## Task brief:
Look through the data below and show every line that includes "robe".

Natural-language object grounding data:
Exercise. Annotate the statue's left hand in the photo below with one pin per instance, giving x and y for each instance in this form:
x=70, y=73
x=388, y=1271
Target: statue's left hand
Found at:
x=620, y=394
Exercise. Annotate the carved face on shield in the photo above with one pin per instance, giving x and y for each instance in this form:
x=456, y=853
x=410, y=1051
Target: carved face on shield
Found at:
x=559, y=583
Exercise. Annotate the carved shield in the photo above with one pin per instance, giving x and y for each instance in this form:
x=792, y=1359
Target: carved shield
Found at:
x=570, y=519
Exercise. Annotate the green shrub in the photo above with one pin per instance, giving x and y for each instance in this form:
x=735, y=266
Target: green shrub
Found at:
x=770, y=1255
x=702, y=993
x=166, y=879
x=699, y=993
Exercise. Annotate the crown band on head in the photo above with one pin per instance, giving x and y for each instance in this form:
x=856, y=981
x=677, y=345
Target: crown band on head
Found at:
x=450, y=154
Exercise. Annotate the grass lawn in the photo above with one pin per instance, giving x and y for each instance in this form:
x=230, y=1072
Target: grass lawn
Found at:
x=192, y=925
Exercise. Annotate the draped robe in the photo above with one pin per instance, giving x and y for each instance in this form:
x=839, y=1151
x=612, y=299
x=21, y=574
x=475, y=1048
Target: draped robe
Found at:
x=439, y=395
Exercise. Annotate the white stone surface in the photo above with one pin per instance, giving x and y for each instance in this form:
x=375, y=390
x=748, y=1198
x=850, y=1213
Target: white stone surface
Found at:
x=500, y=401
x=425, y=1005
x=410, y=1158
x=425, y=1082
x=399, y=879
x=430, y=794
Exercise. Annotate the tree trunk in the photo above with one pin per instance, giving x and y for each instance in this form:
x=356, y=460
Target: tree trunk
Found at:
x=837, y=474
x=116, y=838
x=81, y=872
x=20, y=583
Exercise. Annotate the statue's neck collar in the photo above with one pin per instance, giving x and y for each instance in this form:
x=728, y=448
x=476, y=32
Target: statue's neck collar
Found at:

## Output for this exercise:
Exercise. Annotate the draped robe in the photo above with one pin per instance, giving x and y for each instance in this form:
Target: draped robe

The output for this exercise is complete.